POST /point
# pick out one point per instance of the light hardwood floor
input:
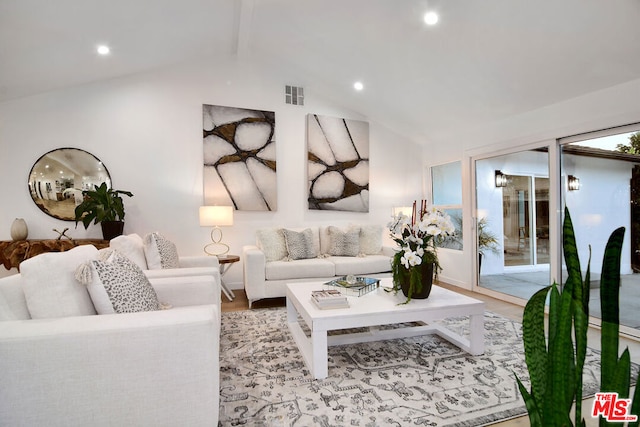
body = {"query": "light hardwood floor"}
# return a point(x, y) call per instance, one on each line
point(503, 308)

☆ ☆ ☆

What you need to do
Reprint all of the lines above, requests included, shifting every coordinate in the answers up by 19. Leave the pictures out.

Written reply
POST /point
# pick out one point per instance of the light hardwood floor
input:
body = {"query": "light hardwood floor"}
# return a point(x, y) call per instance, one on each line
point(522, 327)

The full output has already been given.